Source data section start
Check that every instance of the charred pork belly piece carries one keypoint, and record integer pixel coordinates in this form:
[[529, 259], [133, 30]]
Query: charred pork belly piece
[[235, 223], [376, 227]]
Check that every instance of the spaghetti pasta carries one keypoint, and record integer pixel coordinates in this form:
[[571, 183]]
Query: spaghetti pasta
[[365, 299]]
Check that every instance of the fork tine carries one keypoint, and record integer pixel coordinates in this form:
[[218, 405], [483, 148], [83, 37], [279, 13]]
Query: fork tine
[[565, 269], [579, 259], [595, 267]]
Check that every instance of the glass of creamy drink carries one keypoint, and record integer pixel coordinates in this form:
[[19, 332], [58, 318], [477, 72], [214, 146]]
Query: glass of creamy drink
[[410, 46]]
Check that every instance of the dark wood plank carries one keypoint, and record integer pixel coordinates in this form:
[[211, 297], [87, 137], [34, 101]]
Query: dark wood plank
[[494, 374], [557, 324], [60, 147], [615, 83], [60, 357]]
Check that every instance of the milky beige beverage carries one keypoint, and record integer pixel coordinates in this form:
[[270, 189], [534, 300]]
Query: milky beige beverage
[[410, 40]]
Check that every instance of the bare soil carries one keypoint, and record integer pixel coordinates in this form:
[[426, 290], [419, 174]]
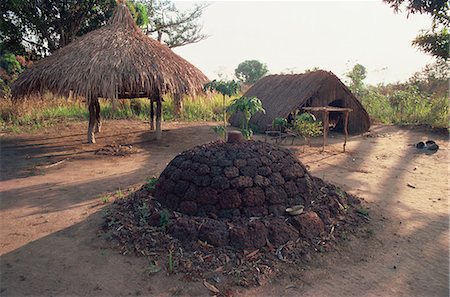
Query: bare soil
[[55, 188]]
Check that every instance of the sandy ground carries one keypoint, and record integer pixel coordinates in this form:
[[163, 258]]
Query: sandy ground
[[51, 211]]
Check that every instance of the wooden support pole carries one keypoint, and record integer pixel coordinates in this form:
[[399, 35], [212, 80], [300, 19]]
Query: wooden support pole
[[98, 123], [92, 120], [325, 128], [345, 128], [158, 119], [152, 115]]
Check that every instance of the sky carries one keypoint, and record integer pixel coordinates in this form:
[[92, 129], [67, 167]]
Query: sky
[[290, 37]]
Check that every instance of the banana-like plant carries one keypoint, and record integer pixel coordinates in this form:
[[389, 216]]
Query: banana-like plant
[[248, 106]]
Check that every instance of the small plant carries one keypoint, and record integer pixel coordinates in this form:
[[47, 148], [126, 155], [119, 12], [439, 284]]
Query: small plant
[[150, 183], [248, 106], [306, 126], [363, 212], [226, 88], [279, 124], [170, 262], [143, 213], [119, 194], [219, 130], [164, 219], [104, 199]]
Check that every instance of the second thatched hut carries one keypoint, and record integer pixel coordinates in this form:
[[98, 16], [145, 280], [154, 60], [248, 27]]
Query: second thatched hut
[[284, 94], [117, 61]]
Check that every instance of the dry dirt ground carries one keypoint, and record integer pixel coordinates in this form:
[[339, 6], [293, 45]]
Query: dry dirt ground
Source data section end
• [Exercise brief] Where a line above contains the word "dirt", show that line.

• [Solved exercise]
Check that every instance of the dry dirt ground carries one keypoint, and record integer pixel coordinates in this form:
Query: dry dirt ground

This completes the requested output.